Page excerpt>
-=-=-=-=-
Do your homework on college grants and college savings plans

Do your homework on college grants and college savings plans
For some, saving money for a child’s or grandchild's college education seems nearly impossible. Before you give up the battle, however, consider this: A high school graduate will earn an average annual income of $26,416. A college graduate will earn an average annual income of $34,000 to $74,000. For someone who works 40 years, that can add up to an additional $320,000 to $1.92 million in earnings. That's quite a return on an investment in a college education!
Saving for college may seem like a monumental task, but you don’t need to save the entire amount overnight, and, chances are, you won't need to finance the entire expense yourself. Today, there are a multitude of loans, work programs, tax credits, and so forth designed to help put college within the grasp of nearly everyone. With a little homework, you can find all the options available to you.
Here are five sources of college funding to consider:
Grants and Scholarships
Grants and scholarships are awarded on a number of criteria, including grades, talent, heritage, race and gender. Grants and scholarships can be offered locally, statewide, nationwide and by particular colleges and universities. For that reason, it can be difficult to pinpoint all these opportunities. The Internet, school counselors and the financial aid offices of colleges and universities can provide a wealth of information on this topic. Grants and scholarships typically supplement college costs rather than cover total expenses. Therefore, it's important you take an active role in saving for your child's educational future.
Investments
Through the years, parents and grandparents have used savings bonds, zero coupon bonds and growth-and-income mutual funds to help with educational expenses. All are excellent ways to save for a college education. In more recent years, however, several new tools to help save for or offset college expenses have been introduced. All make financing a college education easier than ever before.
The Coverdell Education Savings Account (Education IRA)
A Coverdell education savings account can be established by anyone interested in setting aside dollars now to pay for future higher-education expenses. The annual contribution limit to a Coverdell education savings account is $2,000, a sizable increase over the previous limit of $500.
Once a Coverdell education savings account is established, anyone - a family member, friend or the child - can contribute to the account as long as he or she meets the adjusted gross income limits. A single tax filer can earn up to $95,000 and a married couple filing jointly can earn up to $190,000 and make full contributions. For single tax filers, the phase out range is $95,000 to $110,000. For married couples filing jointly, the phaseout range is $190,000 to $220,000.
-=-=-=-=-
Given material>
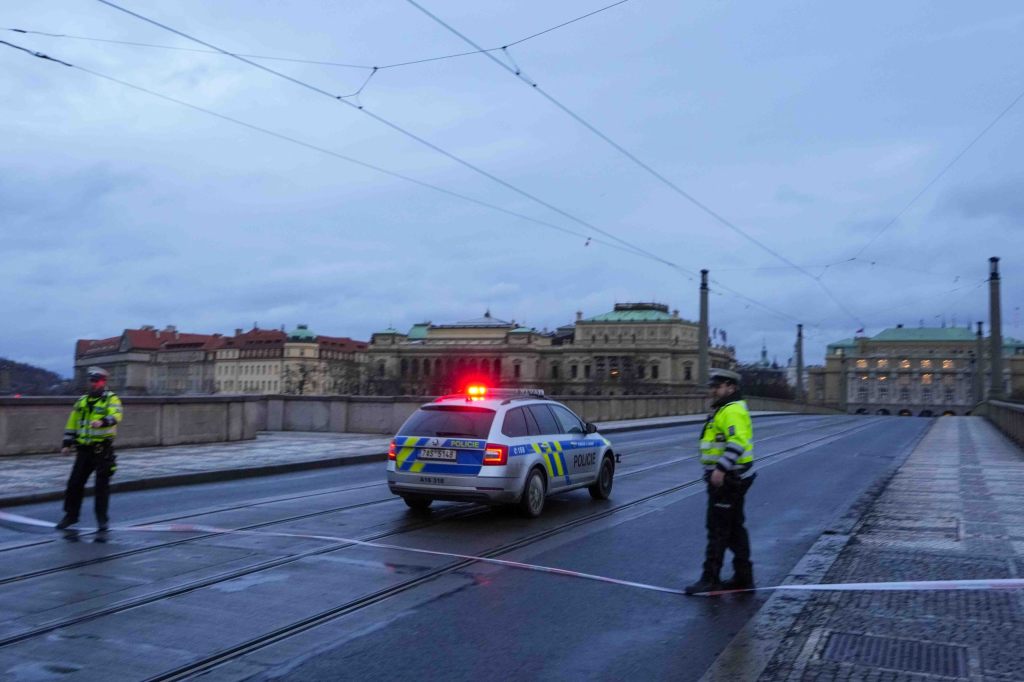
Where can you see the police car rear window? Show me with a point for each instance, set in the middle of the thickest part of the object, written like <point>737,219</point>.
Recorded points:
<point>449,422</point>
-=-=-=-=-
Written task>
Rewrite everything in the college funding page above from "Investments" down to "limit of $500.", replacing "grandparents" with "guardians".

Written answer>
Investments
Through the years, parents and guardians have used savings bonds, zero coupon bonds and growth-and-income mutual funds to help with educational expenses. All are excellent ways to save for a college education. In more recent years, however, several new tools to help save for or offset college expenses have been introduced. All make financing a college education easier than ever before.
The Coverdell Education Savings Account (Education IRA)
A Coverdell education savings account can be established by anyone interested in setting aside dollars now to pay for future higher-education expenses. The annual contribution limit to a Coverdell education savings account is $2,000, a sizable increase over the previous limit of $500.